(SOURCE PASSAGE):
Search code examples
texttranslationdecodeencode

What encoding is this and how can I decode it?


I've got an old project file with translations to Portuguese where special characters are broken:

error.text.required=\u00C9 necess\u00E1rio o texto.
error.categoryid.required=\u00C9 necess\u00E1ria a categoria.
error.email.required=\u00C9 necess\u00E1rio o e-mail. 
error.email.invalid=O e-mail \u00E9 inv\u00E1lido.
error.fuel.invalid=\u00C9 necess\u00E1rio o tipo de combust\u00EDvel.
error.regdate.invalid=\u00C9 necess\u00E1rio ano de fabrica\u00E7\u00E3o.
error.mileage.invalid=\u00C9 necess\u00E1ria escolher a quilometragem.
error.color.invalid=\u00C9 necess\u00E1ria a cor.

Can you tell me how to decode the file to use the common Portuguese letters?

Thanks


Solution

  • The "\u" is prefix for unicode. You can use the strings "as is", and you'll have diacritics showing in the output. A python code would be something like:

    print u"\u00C9 necess\u00E1rio o texto."
    

    which outputs:

    É necessário o texto.

    Otherwise, you need to convert them in their ASCII equivalents. You can do a simple find/replace. I ended up writing a function like that for converting Romanian diacritics a while ago, but I had dynamic strings coming in...

(AIM A): Reproduce the part of the encoding thread that begins at the words "Otherwise, you need" and stops after the words "strings coming in...".
The records that follow have no connection to the encoding thread.

(INFORMATION SUPPLIED):
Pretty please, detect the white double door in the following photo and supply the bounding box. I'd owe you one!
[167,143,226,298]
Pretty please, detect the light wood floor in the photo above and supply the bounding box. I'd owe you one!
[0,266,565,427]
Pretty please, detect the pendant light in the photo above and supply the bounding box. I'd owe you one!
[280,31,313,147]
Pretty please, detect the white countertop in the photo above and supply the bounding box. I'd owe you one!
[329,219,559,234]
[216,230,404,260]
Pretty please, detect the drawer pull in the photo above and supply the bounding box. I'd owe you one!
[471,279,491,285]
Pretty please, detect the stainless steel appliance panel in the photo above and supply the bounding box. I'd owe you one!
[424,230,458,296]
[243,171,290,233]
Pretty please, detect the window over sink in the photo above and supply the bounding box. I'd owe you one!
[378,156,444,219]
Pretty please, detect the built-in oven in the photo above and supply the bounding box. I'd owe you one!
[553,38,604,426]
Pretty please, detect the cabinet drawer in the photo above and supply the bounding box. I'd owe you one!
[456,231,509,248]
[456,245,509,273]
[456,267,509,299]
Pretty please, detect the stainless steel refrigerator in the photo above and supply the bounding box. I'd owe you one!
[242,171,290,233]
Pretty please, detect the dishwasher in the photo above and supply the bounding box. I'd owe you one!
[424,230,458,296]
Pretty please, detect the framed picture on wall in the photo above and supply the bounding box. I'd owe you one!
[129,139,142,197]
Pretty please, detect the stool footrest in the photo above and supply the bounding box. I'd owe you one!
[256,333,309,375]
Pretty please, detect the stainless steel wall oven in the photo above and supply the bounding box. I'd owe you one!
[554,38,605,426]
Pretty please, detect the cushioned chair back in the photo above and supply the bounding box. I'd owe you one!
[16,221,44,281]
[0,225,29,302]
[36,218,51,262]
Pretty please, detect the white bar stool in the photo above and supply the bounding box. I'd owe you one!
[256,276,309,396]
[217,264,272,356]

(AIM B): Rewrite only the records from the line that contains "Pretty please, detect the stainless steel wall" through the end of the records, replacing "cushioned" with "padded" and changing nothing else.

(RESPONSE A):
Otherwise, you need to convert them in their ASCII equivalents. You can do a simple find/replace. I ended up writing a function like that for converting Romanian diacritics a while ago, but I had dynamic strings coming in...

(RESPONSE B):
Pretty please, detect the stainless steel wall oven in the photo above and supply the bounding box. I'd owe you one!
[554,38,605,426]
Pretty please, detect the padded chair back in the photo above and supply the bounding box. I'd owe you one!
[16,221,44,281]
[0,225,29,302]
[36,218,51,262]
Pretty please, detect the white bar stool in the photo above and supply the bounding box. I'd owe you one!
[256,276,309,396]
[217,264,272,356]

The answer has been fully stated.